● Given passage:
━━━━━━━━━━━━━━━━━━━━

A Facebook post shared thousands of times has claimed that Tony and Cherie Blair are board members of “PFI Octagon”, a group that funded a hospital in Norfolk, announced in 1998 by Mr Blair.
The text on the post reads: “Tony Blair announced the building of the new Norfolk & Norwich Hospital on 11/1/1998. It is ‘Rented’ to the NHS by a private company called PFI Octagon at a cost of over £50 million a year until 2037....Guess who two of the Company Directors are = Tony and Cherie Blair !”
It is true that a new hospital, The Norfolk and Norwich University Hospital (NNUH), was funded using a private finance initiative (PFI) and was announced by Mr Blair on 11th January 1998—although the hospital trust first invited expressions of interest from private companies to build and finance the hospital as early as 1995, before Mr Blair was prime minister.
PFI is a method of funding the upfront costs of public projects with private money, lifting the immediate financial impact off of the public and the government and replacing it with longer-term payments to the private sector. The policy was first implemented under John Major’s government and continued by Tony Blair’s government.
The hospital was reportedly the biggest built using a PFI contract at the time.
The consortium which financed NNUH is called Octagon Healthcare. Norwich and Norfolk University Hospitals Foundation Trust pays Octagon for use of the hospital and some maintenance fees. At the end of the contract, ownership of the hospital will pass to the NHS.
However, it is not true that Tony or Cherie Blair are, or have ever been, directors of the companies that make up the Octagon Healthcare Group.
Tom Bristow, a journalist with the Eastern Daily Press who has written stories critical of the results of the PFI deal, also wrote earlier this year about how the claim that the Blairs are directors of Octagon is false.
The post also claims that NNUH has paid over £50 million a year to rent the hospital, and this will continue until 2037. This was true as of the year 2017-2018, with payment charge for that year recorded as £59 million. The contract is due to run until 2037.

━━━━━━━━━━━━━━━━━━━━

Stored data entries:
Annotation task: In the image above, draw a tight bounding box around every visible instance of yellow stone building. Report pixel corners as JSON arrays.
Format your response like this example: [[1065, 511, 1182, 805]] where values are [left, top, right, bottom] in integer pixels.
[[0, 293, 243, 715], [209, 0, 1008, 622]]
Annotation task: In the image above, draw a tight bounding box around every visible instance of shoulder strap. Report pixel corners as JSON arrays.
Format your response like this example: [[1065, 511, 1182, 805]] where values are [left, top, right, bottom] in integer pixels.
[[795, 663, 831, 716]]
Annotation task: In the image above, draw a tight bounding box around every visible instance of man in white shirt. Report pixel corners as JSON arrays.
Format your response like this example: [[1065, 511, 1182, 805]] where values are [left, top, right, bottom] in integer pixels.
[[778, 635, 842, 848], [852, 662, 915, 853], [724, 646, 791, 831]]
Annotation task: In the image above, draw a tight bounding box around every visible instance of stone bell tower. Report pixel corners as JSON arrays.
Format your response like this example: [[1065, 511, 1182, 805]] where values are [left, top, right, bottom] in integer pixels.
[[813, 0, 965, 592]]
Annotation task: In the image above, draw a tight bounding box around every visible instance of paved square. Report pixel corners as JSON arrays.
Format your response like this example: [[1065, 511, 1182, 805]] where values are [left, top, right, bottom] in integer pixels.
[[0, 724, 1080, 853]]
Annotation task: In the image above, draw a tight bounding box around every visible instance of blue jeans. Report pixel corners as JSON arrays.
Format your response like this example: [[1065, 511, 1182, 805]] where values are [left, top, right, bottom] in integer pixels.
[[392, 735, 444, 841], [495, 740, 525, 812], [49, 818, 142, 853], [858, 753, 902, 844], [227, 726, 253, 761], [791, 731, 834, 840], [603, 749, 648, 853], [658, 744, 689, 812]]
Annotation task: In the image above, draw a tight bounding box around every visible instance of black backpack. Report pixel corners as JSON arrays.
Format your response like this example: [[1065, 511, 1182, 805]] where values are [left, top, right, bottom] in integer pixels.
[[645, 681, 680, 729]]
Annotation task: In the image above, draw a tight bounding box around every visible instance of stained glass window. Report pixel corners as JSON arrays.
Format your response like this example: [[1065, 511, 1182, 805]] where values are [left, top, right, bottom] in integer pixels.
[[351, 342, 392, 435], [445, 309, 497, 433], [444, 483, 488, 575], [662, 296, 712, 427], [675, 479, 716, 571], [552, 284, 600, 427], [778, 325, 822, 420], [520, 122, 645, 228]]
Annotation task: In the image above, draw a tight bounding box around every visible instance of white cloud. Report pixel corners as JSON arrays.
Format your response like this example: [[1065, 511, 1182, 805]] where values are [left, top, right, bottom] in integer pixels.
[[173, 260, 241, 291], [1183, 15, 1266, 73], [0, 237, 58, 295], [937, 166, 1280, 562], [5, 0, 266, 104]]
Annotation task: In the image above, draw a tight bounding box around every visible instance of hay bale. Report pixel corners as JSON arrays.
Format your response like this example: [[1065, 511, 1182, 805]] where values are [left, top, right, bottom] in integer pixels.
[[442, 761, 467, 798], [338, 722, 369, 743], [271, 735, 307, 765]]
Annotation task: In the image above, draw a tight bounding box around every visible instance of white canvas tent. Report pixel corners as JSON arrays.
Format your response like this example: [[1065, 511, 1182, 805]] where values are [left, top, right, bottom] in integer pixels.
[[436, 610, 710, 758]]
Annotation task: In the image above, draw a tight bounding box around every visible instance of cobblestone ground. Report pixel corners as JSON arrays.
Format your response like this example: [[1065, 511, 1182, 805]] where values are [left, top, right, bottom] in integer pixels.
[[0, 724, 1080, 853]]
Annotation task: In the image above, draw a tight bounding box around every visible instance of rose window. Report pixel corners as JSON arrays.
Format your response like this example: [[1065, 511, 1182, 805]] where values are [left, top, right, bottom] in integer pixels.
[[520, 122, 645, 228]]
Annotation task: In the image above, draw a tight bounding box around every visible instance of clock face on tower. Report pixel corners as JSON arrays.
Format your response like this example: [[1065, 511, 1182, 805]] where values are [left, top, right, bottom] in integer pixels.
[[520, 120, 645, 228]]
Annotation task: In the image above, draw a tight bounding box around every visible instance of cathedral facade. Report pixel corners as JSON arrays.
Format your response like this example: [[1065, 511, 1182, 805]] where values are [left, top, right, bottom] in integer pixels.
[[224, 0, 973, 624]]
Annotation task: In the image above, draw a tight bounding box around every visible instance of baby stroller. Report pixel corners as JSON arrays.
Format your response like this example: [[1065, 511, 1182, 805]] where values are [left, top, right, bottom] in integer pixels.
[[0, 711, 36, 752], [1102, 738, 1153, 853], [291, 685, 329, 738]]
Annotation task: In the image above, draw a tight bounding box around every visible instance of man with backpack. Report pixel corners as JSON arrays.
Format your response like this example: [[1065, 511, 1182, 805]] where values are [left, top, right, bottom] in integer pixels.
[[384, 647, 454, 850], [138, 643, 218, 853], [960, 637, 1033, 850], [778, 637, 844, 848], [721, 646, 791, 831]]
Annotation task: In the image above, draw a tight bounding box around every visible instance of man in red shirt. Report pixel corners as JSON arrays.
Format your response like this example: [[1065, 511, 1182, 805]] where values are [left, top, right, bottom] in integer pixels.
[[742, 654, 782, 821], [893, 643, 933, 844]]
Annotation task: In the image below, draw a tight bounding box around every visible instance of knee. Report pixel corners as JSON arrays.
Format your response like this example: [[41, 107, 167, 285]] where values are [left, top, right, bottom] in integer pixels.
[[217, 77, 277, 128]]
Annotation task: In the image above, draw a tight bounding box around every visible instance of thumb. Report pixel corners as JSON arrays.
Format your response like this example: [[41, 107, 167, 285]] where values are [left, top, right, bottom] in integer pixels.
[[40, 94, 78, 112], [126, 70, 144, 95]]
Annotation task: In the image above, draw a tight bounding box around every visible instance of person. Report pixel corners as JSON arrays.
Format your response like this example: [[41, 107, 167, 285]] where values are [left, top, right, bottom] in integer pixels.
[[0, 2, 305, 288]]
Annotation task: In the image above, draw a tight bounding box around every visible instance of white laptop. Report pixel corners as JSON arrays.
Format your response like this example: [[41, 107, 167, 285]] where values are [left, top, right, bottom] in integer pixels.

━━━━━━━━━━━━━━━━━━━━

● Required action 1:
Using the article on the Norfolk hospital claim, answer these:
(a) On what date did Mr Blair announce the new hospital?
(b) What is the name of the consortium that financed NNUH?
(c) What payment charge was recorded for the year 2017-2018?
● Required action 2:
Say whether each statement agrees with the article on the Norfolk hospital claim. Answer yes or no and quote the words that decide it.
(a) PFI was first implemented under Tony Blair's government.
(b) Ownership of the hospital will pass to the NHS when the contract ends.
(c) The hospital trust first invited expressions of interest from private companies only after Mr Blair became prime minister.
The rows are separate material, unrelated to the article.

● Exercise solution 1:
(a) 11th January 1998
(b) Octagon Healthcare
(c) £59 million

● Exercise solution 2:
(a) No: "The policy was first implemented under John Major’s government and continued by Tony Blair’s government."
(b) Yes: "At the end of the contract, ownership of the hospital will pass to the NHS."
(c) No: "as early as 1995, before Mr Blair was prime minister"